YOUR TASKS
a. List each item the thyroid study abstract says was extracted from regional health databases.
b. Transcribe the stretch of the thyroid study abstract from "Purpose: Evidence of" through "diseases in Italy.".
(SOURCE PASSAGE begins)
Dal Maso L, Panato C, De Paoli A, Mattioli V, Serraino D, Elisei R, Zoppini G, Gobitti C, Borsatti E, Di Felice E, Falcini F, Ferretti S, Francisci S, Giorgi Rossi P, Guzzinati S, Mazzoleni G, Pierannunzio D, Piffer S, Vaccarella S, Vicentini M, Zorzi M, Franceschi S, Fedeli U; DEPTH Working Group.

J Endocrinol Invest. 2021 Jan 18. doi: 10.1007/s40618-020-01475-3. Online ahead of print.

Purpose: Evidence of an increased diagnostic pressure on thyroid has emerged over the past decades. This study aimed to provide estimates of a wide spectrum of surveillance indicators for thyroid dysfunctions and diseases in Italy.

Methods: A population-based study was conducted in North-eastern Italy, including 11.7 million residents (20% of the total Italian population). Prescriptions for TSH testing, neck ultrasound or thyroid fine needle aspiration (FNA), surgical procedures, and drugs for hypo- or hyperthyroidism were extracted from regional health databases. Proportions and rates of selected examinations were calculated from 2010 to 2017, overall and by sex, calendar years, age, and region.
(SOURCE PASSAGE ends)
(DATA LISTING begins)
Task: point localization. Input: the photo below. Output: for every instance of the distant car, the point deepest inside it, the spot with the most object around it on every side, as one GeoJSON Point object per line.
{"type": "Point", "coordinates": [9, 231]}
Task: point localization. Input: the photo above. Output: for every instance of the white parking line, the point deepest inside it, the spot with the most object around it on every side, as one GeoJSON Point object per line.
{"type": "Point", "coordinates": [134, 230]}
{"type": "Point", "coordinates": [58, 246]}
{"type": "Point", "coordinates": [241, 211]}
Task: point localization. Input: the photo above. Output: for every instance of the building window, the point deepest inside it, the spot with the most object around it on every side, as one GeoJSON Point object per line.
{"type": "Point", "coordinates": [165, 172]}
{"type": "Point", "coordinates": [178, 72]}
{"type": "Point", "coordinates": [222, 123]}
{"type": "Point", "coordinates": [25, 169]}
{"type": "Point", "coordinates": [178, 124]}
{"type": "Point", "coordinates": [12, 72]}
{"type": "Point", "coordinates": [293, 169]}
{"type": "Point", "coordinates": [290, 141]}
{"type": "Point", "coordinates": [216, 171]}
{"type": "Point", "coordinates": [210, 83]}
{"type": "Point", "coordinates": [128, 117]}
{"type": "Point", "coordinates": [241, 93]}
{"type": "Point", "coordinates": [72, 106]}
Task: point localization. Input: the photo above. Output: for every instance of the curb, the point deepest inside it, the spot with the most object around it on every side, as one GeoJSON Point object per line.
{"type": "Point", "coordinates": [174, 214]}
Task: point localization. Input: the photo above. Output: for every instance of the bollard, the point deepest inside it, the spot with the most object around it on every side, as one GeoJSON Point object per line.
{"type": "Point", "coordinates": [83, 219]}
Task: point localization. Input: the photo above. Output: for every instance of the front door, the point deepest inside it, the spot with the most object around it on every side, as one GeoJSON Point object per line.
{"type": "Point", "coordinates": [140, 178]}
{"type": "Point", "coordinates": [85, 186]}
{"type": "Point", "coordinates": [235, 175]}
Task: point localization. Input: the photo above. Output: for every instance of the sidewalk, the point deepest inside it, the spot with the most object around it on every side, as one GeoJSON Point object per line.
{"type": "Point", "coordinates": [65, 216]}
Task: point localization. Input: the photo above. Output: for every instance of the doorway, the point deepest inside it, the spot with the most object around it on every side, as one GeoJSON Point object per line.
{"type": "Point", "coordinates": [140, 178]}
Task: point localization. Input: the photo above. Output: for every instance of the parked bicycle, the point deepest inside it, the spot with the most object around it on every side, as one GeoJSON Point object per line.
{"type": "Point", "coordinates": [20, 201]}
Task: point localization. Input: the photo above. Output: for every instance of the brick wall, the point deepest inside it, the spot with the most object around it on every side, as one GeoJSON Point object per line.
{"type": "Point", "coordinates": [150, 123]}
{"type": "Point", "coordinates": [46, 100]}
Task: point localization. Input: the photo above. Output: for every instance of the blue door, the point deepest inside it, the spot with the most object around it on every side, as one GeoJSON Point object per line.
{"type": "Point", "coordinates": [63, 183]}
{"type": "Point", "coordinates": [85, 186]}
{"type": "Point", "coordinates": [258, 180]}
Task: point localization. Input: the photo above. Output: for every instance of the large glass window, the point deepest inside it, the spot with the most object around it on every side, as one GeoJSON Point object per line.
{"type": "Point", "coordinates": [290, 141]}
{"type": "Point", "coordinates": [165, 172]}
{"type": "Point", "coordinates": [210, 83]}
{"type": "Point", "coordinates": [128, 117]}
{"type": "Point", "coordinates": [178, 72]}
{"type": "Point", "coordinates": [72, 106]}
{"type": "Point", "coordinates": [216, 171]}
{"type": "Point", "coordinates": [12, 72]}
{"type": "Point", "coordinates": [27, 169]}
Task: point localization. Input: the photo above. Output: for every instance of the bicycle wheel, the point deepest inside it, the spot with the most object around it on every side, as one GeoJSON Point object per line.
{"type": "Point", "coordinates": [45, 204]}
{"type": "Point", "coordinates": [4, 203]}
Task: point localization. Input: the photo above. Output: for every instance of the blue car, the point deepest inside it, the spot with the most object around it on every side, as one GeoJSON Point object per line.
(DATA LISTING ends)
ANSWERS BY ITEM NUMBER
a.
- Prescriptions for TSH testing
- Neck ultrasound
- Thyroid fine needle aspiration (FNA)
- Surgical procedures
- Drugs for hypo- or hyperthyroidism

b.
Purpose: Evidence of an increased diagnostic pressure on thyroid has emerged over the past decades. This study aimed to provide estimates of a wide spectrum of surveillance indicators for thyroid dysfunctions and diseases in Italy.